### EXCERPTED PASSAGE

The Declaratory Act 1719, which had given Great Britain the right to legislate for Ireland and had denied the appellate jurisdiction of the Irish House of Lords, is repealed on June 21, 1782.

An Act for the better securing the dependency of the Kingdom of Ireland on the Crown of Great Britain (long title) is an Act passed by the Parliament of Great Britain which declares that it has the right to pass laws for the Kingdom of Ireland, and that the British House of Lords has appellate jurisdiction for Irish court cases. It becomes known as the Declaratory Act, and opponents in the Irish Patriot Party refer to it as the Sixth of George I, from the regnal year it is passed. Legal and political historians have also called it the Dependency of Ireland on Great Britain Act 1719 or the Irish Parliament Act, 1719. Prompted by a routine Irish lawsuit, it is aimed at resolving the long-running dispute between the British and the Irish House of Lords as to which is the final court of appeal from the Irish Courts. Along with Poynings’ Law, the Declaratory Act becomes a symbol of the subservience of the Parliament of Ireland, and its repeal is long an aim of Irish statesmen, which is finally achieved for Anglican Irish as part of the Constitution of 1782.

In 1709, the Irish Court of Exchequer hears a lawsuit between Maurice Annesley and his cousin Hester Sherlock over which of them have the right to possession of certain lands at Naas, County Kildare. The court finds in Annesley’s favour. Mrs. Sherlock appeals to the Irish House of Lords which upholds her appeal. Annesley then invokes the long-disputed jurisdiction of the British House of Lords to hear appeals from the Irish courts, and that house pronounces in his favour. The Court of Exchequer duly complies with the decree of the British House, but Mrs. Sherlock appeals again to the Irish house, which orders the Barons of the Exchequer to comply with its own decree and, when they refuse, imprison them for contempt of Court. The political uproar is out of all proportion to the importance of the lawsuit itself.

### WHAT YOU WILL DO
(a) From the passage on the Declaratory Act, list every name or title by which the 1719 Act is known or has been called.
(b) Decide whether each statement agrees with the passage on the Declaratory Act, answering yes or no and quoting the words that settle it: (i) The Declaratory Act 1719 was repealed on June 21, 1782. (ii) The Irish Court of Exchequer found in favor of Hester Sherlock. (iii) The Irish house had the Barons of the Exchequer imprisoned after they refused its order.
(c) Reproduce the passage on the Declaratory Act, starting with "The Declaratory Act 1719, which" and going on through "June 21, 1782.".

### EXTRACTED RECORDS
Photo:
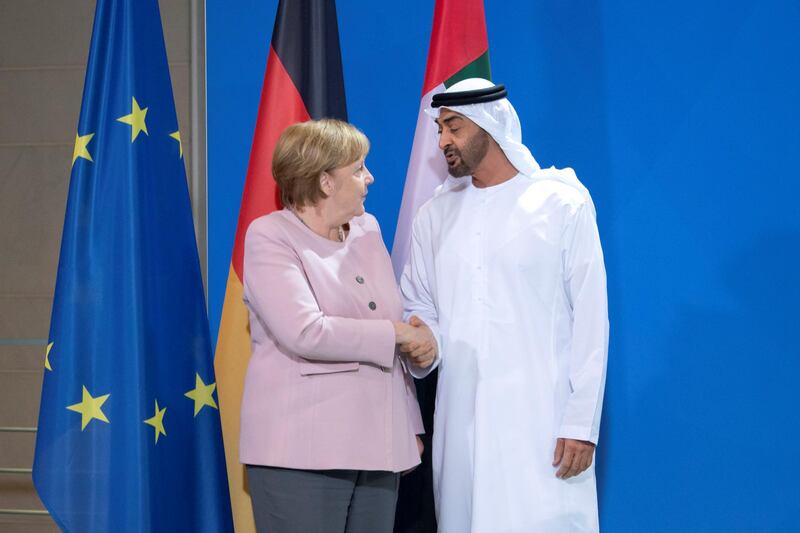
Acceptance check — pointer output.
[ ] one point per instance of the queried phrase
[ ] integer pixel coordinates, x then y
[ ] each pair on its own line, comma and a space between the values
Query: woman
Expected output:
329, 413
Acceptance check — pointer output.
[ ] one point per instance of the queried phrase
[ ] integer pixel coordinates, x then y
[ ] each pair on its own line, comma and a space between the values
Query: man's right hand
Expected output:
417, 342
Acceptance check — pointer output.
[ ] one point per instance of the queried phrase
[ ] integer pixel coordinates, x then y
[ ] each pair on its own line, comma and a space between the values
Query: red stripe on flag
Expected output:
458, 38
281, 106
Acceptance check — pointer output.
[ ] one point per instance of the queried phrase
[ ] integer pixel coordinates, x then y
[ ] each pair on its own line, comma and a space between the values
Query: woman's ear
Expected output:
326, 183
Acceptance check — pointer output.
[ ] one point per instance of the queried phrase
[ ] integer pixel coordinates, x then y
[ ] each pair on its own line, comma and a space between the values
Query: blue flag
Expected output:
129, 435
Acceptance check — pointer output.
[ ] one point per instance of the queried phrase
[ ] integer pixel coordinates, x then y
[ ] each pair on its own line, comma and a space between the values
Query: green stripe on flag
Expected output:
477, 69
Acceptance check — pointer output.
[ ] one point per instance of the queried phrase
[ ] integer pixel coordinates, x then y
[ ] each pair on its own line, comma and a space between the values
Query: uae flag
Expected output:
459, 49
303, 81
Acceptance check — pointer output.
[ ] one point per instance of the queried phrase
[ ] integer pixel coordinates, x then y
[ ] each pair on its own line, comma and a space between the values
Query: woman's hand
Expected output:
416, 340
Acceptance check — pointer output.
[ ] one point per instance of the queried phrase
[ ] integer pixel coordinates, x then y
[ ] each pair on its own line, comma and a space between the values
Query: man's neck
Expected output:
493, 170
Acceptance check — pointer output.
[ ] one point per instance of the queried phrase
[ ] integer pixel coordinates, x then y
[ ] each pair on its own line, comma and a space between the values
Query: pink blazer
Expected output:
325, 388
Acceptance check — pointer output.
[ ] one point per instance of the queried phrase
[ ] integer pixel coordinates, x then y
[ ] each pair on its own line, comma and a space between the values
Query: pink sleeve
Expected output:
277, 291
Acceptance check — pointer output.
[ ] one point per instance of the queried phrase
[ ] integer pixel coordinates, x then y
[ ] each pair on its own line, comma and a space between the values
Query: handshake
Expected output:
416, 340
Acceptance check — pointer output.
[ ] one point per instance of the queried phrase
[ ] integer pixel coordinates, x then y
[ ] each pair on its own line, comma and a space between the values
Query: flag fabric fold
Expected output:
303, 81
459, 49
129, 435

### EXPECTED OUTPUTS
(a)
- An Act for the better securing the dependency of the Kingdom of Ireland on the Crown of Great Britain (long title)
- the Declaratory Act
- the Sixth of George I
- the Dependency of Ireland on Great Britain Act 1719
- the Irish Parliament Act, 1719

(b)
(i) Yes: "is repealed on June 21, 1782."
(ii) No: "The court finds in Annesley’s favour."
(iii) Yes: "when they refuse, imprison them for contempt of Court."

(c)
The Declaratory Act 1719, which had given Great Britain the right to legislate for Ireland and had denied the appellate jurisdiction of the Irish House of Lords, is repealed on June 21, 1782.